WORK ORDER> The task calls for every line of the data to be retyped exactly.

DATA FOR ANALYSIS>
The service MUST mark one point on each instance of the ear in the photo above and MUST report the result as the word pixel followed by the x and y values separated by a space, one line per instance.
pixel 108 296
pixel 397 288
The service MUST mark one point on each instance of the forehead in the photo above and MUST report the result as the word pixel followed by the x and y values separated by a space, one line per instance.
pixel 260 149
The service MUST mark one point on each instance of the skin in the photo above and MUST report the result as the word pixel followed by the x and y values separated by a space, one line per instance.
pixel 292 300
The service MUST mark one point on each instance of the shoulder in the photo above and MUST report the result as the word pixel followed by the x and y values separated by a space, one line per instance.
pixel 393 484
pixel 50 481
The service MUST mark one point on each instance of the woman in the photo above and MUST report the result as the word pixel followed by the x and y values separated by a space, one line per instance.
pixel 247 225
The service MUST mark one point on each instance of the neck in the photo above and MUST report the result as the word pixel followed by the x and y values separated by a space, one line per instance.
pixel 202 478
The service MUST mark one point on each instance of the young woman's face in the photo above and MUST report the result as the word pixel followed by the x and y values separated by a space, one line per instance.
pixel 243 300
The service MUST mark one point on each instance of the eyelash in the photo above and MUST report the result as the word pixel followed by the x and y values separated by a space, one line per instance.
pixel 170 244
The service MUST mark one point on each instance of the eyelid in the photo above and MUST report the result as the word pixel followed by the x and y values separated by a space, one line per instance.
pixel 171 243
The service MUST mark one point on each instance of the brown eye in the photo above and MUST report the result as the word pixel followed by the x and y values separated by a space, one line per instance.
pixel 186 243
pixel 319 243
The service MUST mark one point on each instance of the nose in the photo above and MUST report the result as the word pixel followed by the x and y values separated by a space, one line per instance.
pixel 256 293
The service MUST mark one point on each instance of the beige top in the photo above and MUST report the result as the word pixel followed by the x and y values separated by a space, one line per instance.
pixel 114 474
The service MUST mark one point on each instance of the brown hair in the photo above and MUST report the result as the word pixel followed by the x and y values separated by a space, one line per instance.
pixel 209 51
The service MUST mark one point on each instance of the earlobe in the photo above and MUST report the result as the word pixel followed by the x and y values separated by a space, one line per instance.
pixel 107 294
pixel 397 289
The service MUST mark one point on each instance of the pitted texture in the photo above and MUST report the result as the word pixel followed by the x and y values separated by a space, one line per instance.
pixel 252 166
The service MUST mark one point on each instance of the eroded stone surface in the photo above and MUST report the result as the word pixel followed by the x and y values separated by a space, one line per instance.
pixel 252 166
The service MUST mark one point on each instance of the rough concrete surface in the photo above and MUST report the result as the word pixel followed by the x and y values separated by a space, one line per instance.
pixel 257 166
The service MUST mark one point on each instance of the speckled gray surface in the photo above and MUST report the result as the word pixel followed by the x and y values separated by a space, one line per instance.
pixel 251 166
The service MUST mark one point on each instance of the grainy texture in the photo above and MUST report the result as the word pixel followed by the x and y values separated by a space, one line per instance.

COMPLETED EXERCISE>
The service MUST mark one point on each instance of the ear in the photo above and MUST report the result as the word pixel followed by the x and y values separated by a space, one line per instance.
pixel 108 296
pixel 397 288
The service MUST mark one point on each instance of the forehead in the photo above and MUST report the result as the word pixel followed by the x and y values separated by a space, one line per instance.
pixel 260 149
The service MUST mark one point on each instance of the skin in the photo above and MUST report the result as the word pixel followed by the x and y values separated by a space, one line per instance.
pixel 292 300
The service MUST mark one point on each instance of the shoulder in the photo above and MUST report the result as the word pixel followed by the x and y values separated by a space, one line per instance.
pixel 393 484
pixel 50 481
The service MUST mark one point on each instance of the woman in the photo above and MUST report the result as the word pixel followed by the x and y values separated by a space, one line per instance.
pixel 247 225
The service MUST mark one point on each instance of the neck in the photo above and MUST report the result as the word pixel followed by the x and y values separated by a space, one line per instance.
pixel 202 478
The service MUST mark one point on each instance of the young woman's face in the photo above and MUST report the result as the word pixel followed by the x and y values separated by a space, one line per instance.
pixel 243 300
The service MUST mark one point on each instance of the eyelash in the photo above and MUST report the result as the word pixel followed by the x and y values separated by a space, one line per instance.
pixel 170 244
The service MUST mark one point on each instance of the eyelid in the photo above and MUST report the result as the word pixel followed by the x and y values separated by a space, one line per instance.
pixel 171 243
The service MUST mark one point on each instance of the brown eye in the photo above and MUST report the result as the word pixel followed by the x and y values separated by a space, one line per instance.
pixel 186 243
pixel 319 243
The service MUST mark one point on each instance of the nose in the photo above and MUST report the result as the word pixel followed by the x and y values separated by a space, one line per instance.
pixel 256 293
The service MUST mark one point on each instance of the beige top in the photo above and MUST report the result as the word pixel followed by the x and y values separated by a space, one line per instance.
pixel 114 474
The service MUST mark one point on each instance of the brown hair in the photo above and MUST report the result as the word pixel followed by the x and y values separated by a space, one line per instance.
pixel 209 51
The service MUST mark one point on each instance of the earlobe in the photo above and MUST report the result as the word pixel followed by the x and y values separated by a space, one line per instance.
pixel 107 294
pixel 397 289
The service MUST mark one point on each instance of the pitted texture in the photo above and MUST report the result as the word pixel followed by the x and y values separated by a space, one line per instance.
pixel 252 166
The service MUST mark one point on each instance of the eroded stone surface in the photo above and MUST report the result as the word pixel followed by the x and y values separated by a space, one line per instance.
pixel 252 166
The service MUST mark one point on each instance of the rough concrete surface in the photo above and MUST report the result as the word pixel followed by the x and y values separated by a space, one line per instance.
pixel 257 166
The service MUST mark one point on each instance of the speckled gray surface in the photo above and MUST report the result as the word pixel followed by the x and y values separated by a space, one line per instance.
pixel 251 166
The service MUST mark one point on each instance of the grainy texture in the photo above and MUST report the result as the word pixel followed by the x and y values separated by a space, one line per instance.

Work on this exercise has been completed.